EXTRACTED ENTRIES —
━━━━━━━━━━━━━━━━━━━━
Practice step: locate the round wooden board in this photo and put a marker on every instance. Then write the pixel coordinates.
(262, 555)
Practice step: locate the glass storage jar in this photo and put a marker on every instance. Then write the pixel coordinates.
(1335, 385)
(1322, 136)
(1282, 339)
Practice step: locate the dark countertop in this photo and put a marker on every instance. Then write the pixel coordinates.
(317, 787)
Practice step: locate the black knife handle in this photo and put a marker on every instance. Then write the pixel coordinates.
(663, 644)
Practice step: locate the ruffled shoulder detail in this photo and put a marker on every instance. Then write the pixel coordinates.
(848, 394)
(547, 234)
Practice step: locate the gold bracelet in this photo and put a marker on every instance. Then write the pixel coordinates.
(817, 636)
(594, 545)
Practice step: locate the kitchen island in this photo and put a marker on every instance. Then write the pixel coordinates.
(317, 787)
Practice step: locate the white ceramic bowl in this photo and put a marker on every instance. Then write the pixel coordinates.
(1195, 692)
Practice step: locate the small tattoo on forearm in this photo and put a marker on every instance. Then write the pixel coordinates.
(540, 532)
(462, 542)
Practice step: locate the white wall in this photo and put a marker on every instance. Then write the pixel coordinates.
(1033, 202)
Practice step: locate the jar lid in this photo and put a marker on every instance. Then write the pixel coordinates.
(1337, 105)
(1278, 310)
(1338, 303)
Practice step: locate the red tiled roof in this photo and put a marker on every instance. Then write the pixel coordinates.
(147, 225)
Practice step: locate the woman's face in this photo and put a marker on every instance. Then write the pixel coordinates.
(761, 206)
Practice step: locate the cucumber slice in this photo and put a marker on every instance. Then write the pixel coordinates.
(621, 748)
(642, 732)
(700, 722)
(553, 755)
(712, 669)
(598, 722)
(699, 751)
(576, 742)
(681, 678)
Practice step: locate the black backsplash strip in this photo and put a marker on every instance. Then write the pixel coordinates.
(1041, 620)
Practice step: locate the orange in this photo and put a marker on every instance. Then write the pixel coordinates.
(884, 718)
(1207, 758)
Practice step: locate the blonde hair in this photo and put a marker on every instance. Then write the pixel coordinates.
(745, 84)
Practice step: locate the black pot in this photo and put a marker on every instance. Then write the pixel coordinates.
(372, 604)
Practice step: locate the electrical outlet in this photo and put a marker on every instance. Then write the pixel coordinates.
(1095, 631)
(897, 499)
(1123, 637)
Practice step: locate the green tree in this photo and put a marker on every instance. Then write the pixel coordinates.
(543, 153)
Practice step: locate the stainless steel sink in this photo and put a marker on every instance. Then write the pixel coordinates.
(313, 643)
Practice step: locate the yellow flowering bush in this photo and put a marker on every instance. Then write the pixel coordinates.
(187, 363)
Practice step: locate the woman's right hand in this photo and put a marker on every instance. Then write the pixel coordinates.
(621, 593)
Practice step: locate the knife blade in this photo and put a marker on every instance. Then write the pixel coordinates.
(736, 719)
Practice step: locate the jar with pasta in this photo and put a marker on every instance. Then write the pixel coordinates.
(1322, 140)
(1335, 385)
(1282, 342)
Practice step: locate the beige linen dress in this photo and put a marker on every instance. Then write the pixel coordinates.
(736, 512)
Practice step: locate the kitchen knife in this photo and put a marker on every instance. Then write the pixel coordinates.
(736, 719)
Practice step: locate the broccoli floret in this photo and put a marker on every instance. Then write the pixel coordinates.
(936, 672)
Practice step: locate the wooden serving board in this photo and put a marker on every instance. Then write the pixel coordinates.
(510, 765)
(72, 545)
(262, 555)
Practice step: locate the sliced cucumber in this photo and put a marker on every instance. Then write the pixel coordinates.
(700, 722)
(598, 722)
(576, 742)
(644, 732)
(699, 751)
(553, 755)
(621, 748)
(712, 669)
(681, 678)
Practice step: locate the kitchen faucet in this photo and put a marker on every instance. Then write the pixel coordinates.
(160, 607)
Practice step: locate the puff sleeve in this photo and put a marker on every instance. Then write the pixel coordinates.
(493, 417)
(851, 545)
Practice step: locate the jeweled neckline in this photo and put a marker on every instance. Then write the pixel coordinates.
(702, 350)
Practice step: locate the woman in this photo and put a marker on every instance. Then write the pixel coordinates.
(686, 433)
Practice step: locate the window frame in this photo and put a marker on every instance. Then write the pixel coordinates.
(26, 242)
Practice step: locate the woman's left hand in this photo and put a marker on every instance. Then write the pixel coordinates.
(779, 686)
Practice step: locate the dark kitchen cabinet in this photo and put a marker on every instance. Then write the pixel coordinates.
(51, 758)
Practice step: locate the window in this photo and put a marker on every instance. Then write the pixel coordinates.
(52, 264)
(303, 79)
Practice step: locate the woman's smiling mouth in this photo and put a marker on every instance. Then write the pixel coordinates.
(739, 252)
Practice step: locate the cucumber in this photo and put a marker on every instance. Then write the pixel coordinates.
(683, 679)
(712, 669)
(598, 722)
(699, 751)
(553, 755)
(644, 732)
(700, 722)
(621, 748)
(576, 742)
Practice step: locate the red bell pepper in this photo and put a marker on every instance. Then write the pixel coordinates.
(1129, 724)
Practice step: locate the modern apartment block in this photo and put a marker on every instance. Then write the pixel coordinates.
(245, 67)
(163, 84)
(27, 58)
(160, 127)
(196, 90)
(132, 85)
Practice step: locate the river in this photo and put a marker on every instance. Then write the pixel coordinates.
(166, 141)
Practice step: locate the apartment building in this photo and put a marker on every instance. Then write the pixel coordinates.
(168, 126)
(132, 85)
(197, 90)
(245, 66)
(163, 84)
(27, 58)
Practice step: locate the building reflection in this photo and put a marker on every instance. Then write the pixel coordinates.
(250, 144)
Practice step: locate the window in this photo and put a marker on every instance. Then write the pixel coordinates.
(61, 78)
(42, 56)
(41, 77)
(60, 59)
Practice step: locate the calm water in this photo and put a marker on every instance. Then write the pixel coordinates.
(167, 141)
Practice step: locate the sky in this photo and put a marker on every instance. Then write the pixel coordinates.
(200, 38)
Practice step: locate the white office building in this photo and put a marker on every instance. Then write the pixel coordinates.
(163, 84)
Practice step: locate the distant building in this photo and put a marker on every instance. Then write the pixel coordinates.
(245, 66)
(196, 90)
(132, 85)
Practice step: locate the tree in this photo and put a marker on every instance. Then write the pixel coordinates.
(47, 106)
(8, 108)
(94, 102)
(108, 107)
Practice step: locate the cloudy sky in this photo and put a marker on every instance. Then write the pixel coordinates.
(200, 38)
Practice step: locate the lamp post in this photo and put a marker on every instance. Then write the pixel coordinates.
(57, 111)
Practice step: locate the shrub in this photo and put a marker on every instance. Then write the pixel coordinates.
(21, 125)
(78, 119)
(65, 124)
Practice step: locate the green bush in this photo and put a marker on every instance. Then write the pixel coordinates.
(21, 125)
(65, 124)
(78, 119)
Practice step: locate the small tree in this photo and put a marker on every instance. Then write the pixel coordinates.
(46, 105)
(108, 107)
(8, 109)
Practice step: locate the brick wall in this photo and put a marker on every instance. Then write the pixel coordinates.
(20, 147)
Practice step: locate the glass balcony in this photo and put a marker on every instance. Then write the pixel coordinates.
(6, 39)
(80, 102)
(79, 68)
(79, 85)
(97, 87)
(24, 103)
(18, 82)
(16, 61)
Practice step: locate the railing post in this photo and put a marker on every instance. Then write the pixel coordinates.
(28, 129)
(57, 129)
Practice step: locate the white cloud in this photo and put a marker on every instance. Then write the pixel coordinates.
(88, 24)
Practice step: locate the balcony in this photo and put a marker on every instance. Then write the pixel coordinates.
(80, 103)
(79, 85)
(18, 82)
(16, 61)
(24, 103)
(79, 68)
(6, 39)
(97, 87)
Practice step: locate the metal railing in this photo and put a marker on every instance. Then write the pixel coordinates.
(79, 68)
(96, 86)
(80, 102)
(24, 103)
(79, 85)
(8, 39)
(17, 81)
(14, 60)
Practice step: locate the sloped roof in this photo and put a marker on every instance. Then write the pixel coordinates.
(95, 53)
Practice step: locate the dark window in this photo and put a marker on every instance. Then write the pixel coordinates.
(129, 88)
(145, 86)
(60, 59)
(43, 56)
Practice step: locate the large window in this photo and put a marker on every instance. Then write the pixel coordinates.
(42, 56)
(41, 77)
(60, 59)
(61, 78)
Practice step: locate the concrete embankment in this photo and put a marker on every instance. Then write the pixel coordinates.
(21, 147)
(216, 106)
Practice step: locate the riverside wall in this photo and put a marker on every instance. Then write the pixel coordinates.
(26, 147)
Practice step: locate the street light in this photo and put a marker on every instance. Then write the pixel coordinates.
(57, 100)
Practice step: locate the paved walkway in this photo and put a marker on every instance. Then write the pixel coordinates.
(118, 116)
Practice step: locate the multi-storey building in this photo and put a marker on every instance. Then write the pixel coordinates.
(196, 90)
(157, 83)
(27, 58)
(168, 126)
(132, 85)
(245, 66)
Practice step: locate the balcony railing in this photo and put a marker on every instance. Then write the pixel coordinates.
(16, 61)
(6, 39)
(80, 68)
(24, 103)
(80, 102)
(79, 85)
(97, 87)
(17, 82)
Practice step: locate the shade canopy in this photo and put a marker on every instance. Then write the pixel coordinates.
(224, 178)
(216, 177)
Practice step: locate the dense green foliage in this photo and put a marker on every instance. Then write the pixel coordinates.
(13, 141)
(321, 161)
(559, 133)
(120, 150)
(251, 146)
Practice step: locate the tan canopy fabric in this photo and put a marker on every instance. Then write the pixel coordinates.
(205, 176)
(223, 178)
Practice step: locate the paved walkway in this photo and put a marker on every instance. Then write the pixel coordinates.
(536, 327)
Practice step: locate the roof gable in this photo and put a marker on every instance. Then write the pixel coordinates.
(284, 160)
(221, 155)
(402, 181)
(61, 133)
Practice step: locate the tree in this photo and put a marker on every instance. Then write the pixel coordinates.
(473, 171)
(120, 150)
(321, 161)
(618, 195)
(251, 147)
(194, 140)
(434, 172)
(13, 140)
━━━━━━━━━━━━━━━━━━━━
CHALLENGE — For this exercise, please retype exactly the lines in the listing from the line with "Practice step: locate the dense" through its last line, both ends included.

PROBLEM SOLUTION —
Practice step: locate the dense green foliage in this photo and put a marker on every instance. Then write the pixel coordinates.
(13, 141)
(321, 161)
(559, 133)
(120, 150)
(251, 146)
Practice step: locate the tan canopy fabric in this photo and put a marker on every instance. Then write the pixel coordinates.
(205, 176)
(223, 178)
Practice step: locate the paved walkway in this photo and put a marker on every instance. Then write the pixel coordinates.
(536, 327)
Practice step: locate the roof gable in this photo and put a marker on every instance. Then write the pixel coordinates.
(284, 160)
(221, 155)
(402, 181)
(61, 133)
Practice step: locate the tree in this photo and put a marker on every instance. Then write the pixel coordinates.
(473, 171)
(120, 150)
(321, 161)
(618, 195)
(251, 147)
(194, 140)
(434, 172)
(13, 140)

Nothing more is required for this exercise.